> Document section
---*---
Saturday, July 17, 2010

The Sungai Petani Chronicles

I am in Sungai Petani now. After a night of no sleep (mosquitoes, what can you do?) I took off at six in the morning and arrived here at about 10.30am. Then I followed the signs, made my way to the middle of town, and called my friend Mary, to come meet me. She did. I've been staying with her ever since.

Today I'm having my second glass of jeera water (or water boiled with cumin seeds). I think it's having a very positive effect on my system. Also, despite the heavy traffic passing right in front of the house 24/7 (and I do mean 24/7 because I can walk up at 3 or 4 or 5 in the morning and the traffic outside is just as loud and heavy) my body has slowed down and I'm having a peaceful time.

Mary's mom is delightful. She had been very deaf for a while (a case of misdiagnosis and her eardrums soaking in fluid for six months before the third audiologist found out what was wrong and gave her the required operation) but her hearing has improved marvelously (with Mary here full-time) and we have all these chats where she tells me about the old days and what things were like, in Kerala, in Malaya). As a sort of history buff (I don't care about politics so much, but more about the homely details of everyday life), I lap it all up.

On my second day here we went out to town, for a shop. I parked my car in SP Plaza, stuffed my car keys in my pocket and we walked all over town (stopping at the stationery shop for my Lamy refills, the pork lady for the Sungai Petani Chinese roast pork specialty) and from thence, to the open air market where we proceeded to get kilos and kilos of fruit (mangosteens, rambutans and durians). We left it with Mary's boy:

Boy: Just call me Mi...
---*---
> Data shown
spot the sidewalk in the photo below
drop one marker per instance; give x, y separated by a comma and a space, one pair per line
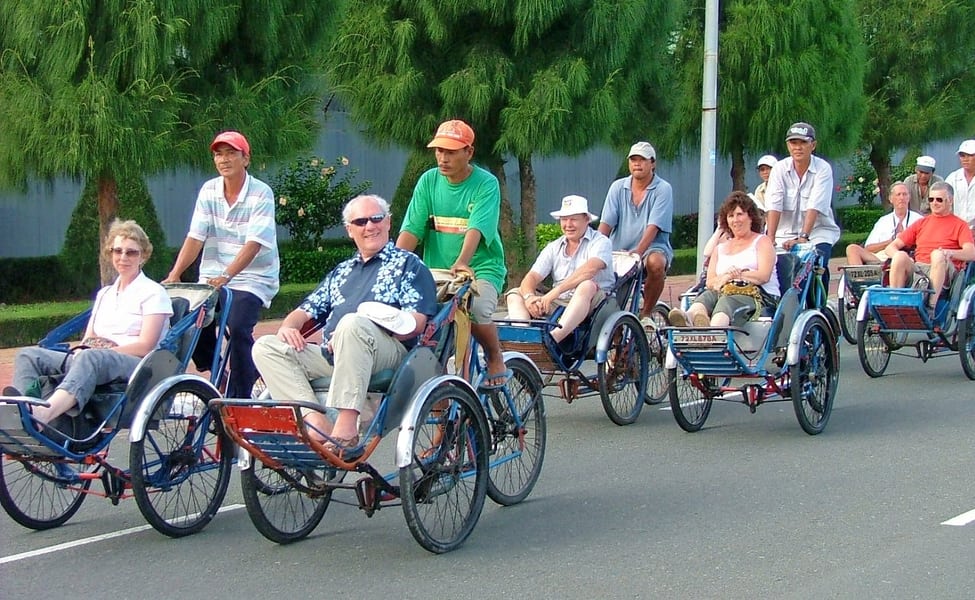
673, 288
---*---
> Problem details
Name every fruit the Sungai Petani blog post says was bought at the open air market.

> Answer for the task
Mangosteens, rambutans and durians.